WRITTEN PROBLEM
Output every line of the listing below as a JSON list of strings, one string per line. Skip blank lines and leave out the pictures.

DATA SECTION
──────

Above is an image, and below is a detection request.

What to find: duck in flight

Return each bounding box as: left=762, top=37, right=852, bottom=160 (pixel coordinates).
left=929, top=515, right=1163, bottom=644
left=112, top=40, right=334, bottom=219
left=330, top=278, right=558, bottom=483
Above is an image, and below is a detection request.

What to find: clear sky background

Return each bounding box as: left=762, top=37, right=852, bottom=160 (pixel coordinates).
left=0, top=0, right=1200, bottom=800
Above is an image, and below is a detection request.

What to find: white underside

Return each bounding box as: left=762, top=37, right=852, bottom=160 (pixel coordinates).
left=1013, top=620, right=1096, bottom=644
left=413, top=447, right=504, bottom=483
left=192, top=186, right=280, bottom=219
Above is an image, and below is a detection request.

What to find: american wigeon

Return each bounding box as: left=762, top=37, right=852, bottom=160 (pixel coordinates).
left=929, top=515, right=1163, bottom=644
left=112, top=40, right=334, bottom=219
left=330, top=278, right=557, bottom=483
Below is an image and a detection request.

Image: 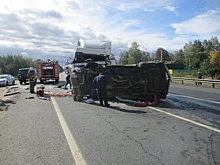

──────

TASK SOLUTION
[
  "Above is an image, and below is a detection request.",
  "What to find: duck in flight",
  "Return each bounding box as: left=762, top=37, right=852, bottom=160 (pixel coordinates).",
  "left=929, top=515, right=1163, bottom=644",
  "left=112, top=40, right=334, bottom=219",
  "left=330, top=278, right=558, bottom=483",
  "Above is an image, and below is a detection request.",
  "What to find: clear sky background",
  "Return each bounding box as: left=762, top=37, right=852, bottom=160 (pixel coordinates).",
  "left=0, top=0, right=1200, bottom=800",
  "Above is an image, and below is a detection request.",
  "What to find: white underside",
  "Return each bounding box as: left=762, top=37, right=852, bottom=160 (pixel coordinates).",
  "left=1013, top=620, right=1096, bottom=644",
  "left=413, top=447, right=504, bottom=483",
  "left=192, top=186, right=280, bottom=219",
  "Above is an image, and below is a detection request.",
  "What to find: american wigeon",
  "Return each bounding box as: left=762, top=37, right=852, bottom=160 (pixel coordinates).",
  "left=929, top=515, right=1163, bottom=644",
  "left=112, top=40, right=334, bottom=219",
  "left=330, top=278, right=557, bottom=483",
  "Below is an image and a detection request.",
  "Image: "
]